-- begin Given data --

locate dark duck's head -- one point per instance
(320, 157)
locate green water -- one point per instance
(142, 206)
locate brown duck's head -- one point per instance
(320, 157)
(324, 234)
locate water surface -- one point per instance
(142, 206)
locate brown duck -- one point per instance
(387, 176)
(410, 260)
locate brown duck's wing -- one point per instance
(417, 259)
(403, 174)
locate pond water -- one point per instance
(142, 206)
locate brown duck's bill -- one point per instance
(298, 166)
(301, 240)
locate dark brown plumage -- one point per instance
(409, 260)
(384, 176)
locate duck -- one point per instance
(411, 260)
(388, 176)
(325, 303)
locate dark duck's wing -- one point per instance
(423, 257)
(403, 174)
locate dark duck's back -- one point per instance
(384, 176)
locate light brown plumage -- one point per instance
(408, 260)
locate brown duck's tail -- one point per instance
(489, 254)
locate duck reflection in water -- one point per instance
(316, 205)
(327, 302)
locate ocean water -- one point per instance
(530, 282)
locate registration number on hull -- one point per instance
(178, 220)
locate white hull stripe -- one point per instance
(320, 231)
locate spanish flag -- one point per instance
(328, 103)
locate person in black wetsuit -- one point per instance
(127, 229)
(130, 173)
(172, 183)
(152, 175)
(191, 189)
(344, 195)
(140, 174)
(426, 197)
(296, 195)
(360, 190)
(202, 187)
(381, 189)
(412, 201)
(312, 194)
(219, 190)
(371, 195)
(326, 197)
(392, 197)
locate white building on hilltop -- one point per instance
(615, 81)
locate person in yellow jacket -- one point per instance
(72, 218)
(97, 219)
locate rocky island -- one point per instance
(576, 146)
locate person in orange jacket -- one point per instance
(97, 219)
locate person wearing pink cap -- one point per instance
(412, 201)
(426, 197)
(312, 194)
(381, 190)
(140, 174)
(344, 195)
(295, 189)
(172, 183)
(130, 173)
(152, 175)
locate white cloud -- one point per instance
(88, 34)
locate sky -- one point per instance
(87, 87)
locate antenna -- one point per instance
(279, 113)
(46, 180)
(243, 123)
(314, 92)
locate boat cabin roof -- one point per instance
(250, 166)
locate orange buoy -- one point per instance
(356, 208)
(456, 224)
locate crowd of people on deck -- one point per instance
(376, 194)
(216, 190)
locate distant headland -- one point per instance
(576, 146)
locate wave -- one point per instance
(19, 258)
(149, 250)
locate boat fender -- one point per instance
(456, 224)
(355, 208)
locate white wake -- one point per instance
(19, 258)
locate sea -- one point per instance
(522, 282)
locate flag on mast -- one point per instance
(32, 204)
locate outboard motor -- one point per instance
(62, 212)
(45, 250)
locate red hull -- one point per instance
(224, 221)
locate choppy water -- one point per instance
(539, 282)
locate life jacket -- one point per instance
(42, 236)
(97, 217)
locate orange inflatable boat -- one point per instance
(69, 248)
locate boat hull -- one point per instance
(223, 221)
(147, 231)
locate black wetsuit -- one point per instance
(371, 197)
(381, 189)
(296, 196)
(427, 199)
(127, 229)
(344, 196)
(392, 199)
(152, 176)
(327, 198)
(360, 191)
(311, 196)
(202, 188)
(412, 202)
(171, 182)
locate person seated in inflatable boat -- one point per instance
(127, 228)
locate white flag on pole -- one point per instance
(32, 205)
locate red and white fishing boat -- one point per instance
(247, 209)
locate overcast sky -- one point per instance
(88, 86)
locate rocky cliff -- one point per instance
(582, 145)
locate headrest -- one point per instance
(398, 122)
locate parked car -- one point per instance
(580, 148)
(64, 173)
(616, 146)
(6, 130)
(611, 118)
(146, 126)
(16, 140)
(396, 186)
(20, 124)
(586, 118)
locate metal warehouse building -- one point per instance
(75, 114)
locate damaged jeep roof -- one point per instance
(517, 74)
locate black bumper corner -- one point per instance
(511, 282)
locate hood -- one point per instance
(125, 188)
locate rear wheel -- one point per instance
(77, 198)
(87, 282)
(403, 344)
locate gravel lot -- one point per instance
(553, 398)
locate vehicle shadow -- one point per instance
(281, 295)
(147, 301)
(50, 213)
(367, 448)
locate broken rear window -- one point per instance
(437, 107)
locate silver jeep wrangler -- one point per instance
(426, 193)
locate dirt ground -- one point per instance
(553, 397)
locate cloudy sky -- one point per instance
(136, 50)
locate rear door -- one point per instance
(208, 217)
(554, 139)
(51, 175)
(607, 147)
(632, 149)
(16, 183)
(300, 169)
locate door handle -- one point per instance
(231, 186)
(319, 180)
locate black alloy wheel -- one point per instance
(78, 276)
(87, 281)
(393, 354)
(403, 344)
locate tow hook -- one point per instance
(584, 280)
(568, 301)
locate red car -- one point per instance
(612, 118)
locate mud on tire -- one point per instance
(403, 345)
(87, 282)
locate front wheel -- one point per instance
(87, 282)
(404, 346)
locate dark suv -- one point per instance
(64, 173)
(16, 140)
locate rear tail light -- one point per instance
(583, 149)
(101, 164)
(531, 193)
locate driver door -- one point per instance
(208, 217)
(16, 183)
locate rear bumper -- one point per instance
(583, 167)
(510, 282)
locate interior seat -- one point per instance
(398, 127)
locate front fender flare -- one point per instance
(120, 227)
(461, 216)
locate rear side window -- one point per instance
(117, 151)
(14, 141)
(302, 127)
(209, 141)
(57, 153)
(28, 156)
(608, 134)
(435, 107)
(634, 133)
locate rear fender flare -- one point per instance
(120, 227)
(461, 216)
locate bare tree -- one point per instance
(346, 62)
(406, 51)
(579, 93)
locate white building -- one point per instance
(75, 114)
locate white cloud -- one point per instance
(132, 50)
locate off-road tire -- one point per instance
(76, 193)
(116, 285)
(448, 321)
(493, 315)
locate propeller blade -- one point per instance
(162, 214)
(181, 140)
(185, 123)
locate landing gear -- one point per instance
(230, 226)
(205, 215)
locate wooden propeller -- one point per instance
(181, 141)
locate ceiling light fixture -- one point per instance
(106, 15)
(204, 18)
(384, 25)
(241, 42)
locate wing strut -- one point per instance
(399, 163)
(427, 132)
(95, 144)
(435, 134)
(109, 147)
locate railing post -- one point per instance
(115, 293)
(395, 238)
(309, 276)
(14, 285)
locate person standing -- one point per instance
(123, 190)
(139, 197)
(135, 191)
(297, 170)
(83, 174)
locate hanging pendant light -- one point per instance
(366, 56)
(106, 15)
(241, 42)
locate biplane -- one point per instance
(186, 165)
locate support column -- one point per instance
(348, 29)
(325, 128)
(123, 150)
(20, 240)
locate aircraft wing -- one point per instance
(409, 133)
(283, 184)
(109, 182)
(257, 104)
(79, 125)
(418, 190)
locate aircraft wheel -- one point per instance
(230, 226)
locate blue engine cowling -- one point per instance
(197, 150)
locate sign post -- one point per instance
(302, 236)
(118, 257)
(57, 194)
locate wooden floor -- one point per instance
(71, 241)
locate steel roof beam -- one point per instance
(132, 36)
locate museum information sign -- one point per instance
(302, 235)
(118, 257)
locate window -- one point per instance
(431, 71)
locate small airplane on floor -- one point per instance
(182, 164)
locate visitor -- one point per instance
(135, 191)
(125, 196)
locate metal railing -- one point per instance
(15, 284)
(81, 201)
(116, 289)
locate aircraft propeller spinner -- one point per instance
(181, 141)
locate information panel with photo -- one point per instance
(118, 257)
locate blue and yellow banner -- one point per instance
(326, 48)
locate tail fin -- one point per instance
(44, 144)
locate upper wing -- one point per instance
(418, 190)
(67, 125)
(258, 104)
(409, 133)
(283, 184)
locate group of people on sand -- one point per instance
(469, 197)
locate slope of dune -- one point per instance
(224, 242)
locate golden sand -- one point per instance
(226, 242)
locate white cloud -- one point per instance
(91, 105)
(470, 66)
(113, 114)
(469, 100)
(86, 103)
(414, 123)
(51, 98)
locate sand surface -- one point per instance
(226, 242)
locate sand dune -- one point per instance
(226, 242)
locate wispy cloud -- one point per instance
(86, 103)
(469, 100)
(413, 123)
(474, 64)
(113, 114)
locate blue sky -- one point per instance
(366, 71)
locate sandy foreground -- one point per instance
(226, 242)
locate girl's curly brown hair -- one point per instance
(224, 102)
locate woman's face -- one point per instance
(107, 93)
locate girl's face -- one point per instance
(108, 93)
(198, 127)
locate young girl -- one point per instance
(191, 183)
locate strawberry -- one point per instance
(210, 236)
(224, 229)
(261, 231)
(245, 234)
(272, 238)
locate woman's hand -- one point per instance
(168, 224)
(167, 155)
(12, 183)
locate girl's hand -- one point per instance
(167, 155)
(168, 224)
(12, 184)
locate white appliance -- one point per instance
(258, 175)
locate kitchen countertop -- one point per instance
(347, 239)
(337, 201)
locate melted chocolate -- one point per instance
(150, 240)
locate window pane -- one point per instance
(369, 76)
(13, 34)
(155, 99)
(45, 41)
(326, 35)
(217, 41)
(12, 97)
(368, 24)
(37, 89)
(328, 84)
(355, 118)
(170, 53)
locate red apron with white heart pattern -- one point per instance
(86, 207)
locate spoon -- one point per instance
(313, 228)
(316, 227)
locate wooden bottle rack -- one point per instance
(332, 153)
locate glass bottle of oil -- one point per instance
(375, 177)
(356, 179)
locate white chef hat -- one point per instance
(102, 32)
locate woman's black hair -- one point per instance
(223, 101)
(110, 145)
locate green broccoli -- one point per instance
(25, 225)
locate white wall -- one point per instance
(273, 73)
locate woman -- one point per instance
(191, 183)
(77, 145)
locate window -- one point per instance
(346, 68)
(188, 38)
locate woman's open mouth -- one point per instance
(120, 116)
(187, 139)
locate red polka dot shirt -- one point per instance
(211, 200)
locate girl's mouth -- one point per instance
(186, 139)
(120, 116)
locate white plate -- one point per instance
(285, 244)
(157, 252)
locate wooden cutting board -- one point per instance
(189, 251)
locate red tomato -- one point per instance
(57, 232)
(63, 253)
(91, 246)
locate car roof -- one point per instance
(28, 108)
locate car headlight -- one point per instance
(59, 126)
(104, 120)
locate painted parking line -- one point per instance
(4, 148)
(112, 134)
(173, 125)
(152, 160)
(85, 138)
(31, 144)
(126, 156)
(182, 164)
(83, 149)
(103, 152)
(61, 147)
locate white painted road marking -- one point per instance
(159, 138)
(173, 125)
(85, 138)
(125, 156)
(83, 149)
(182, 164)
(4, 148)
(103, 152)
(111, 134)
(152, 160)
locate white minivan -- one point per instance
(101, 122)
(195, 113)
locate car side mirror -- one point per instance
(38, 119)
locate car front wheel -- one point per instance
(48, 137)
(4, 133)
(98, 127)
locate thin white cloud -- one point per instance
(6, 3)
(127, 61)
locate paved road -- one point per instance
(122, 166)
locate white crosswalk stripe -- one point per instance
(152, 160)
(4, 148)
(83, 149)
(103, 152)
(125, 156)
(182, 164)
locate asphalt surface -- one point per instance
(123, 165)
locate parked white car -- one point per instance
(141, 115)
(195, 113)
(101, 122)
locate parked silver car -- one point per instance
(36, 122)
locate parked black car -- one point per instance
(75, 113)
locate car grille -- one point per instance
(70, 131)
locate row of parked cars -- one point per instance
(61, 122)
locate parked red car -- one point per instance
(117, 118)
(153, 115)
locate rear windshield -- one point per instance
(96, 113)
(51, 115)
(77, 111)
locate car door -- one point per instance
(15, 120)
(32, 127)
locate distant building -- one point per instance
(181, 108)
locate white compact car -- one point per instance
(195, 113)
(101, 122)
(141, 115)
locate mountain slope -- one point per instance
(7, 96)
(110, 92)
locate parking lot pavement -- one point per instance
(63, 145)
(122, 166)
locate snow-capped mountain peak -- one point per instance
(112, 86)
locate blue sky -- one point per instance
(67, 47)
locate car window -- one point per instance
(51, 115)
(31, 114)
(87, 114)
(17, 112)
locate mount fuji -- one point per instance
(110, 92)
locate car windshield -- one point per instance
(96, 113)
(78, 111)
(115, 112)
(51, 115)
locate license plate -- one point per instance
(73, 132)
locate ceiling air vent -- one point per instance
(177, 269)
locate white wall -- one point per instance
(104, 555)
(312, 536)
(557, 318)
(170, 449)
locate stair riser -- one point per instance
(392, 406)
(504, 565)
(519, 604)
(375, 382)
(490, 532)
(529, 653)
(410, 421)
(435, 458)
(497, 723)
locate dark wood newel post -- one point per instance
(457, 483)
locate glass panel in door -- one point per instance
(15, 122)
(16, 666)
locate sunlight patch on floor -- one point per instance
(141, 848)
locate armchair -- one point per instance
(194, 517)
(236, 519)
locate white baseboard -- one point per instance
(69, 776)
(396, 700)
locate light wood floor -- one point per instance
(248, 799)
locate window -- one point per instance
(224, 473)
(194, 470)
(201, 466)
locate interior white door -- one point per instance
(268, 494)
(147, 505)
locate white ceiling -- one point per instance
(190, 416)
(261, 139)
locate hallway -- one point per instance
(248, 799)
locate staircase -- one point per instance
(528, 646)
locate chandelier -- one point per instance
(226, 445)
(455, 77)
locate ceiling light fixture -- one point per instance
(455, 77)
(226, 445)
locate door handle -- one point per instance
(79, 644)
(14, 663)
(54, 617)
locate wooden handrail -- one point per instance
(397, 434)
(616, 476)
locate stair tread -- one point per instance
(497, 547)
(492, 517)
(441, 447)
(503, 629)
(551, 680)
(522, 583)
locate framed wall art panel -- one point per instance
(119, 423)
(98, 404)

-- end Given data --

| Exercise directions |
Return the line that contains "locate mountain slope" and all lines after it, verbatim, and nothing else.

| Reply to the task |
locate mountain slope -- one point per instance
(7, 96)
(110, 92)
locate parking lot pavement -- one point per instance
(63, 145)
(122, 166)
locate snow-capped mountain peak -- one point per instance
(112, 86)
locate blue sky -- one point per instance
(67, 47)
locate car window -- one point per instance
(51, 115)
(31, 114)
(87, 114)
(17, 112)
locate mount fuji -- one point per instance
(110, 92)
locate car windshield -- one point per instance
(96, 113)
(78, 111)
(115, 112)
(51, 115)
locate license plate -- one point per instance
(73, 132)
locate ceiling air vent -- one point per instance
(177, 269)
locate white wall -- one point per instance
(104, 555)
(312, 536)
(557, 318)
(170, 449)
locate stair riser -- one point per instance
(392, 406)
(504, 565)
(519, 604)
(375, 382)
(490, 532)
(529, 653)
(410, 421)
(435, 458)
(497, 723)
locate dark wood newel post -- one point per instance
(457, 483)
locate glass panel in door -- one point per instance
(15, 122)
(16, 666)
locate sunlight patch on floor -- one point per instance
(141, 848)
locate armchair -- one point per instance
(194, 517)
(236, 519)
locate white baseboard -- one point per instance
(69, 776)
(396, 700)
locate light wood floor -- one point per instance
(248, 799)
locate window -- one point per instance
(224, 473)
(194, 470)
(201, 466)
locate interior white door -- one point per instance
(268, 494)
(147, 505)
locate white ceiling -- one point per instance
(190, 416)
(261, 139)
locate hallway -- one point per instance
(248, 799)
locate staircase -- one point per instance
(528, 646)
locate chandelier -- one point per instance
(226, 445)
(455, 77)
locate ceiling light fixture -- one point per instance
(455, 77)
(226, 445)
locate door handle -- one point per instance
(79, 644)
(14, 663)
(54, 617)
locate wooden handrail -- one point per instance
(397, 434)
(616, 476)
locate stair tread -- one point per instance
(497, 547)
(492, 517)
(441, 447)
(503, 629)
(551, 680)
(522, 583)
locate framed wall art panel -- one point per instance
(119, 423)
(98, 404)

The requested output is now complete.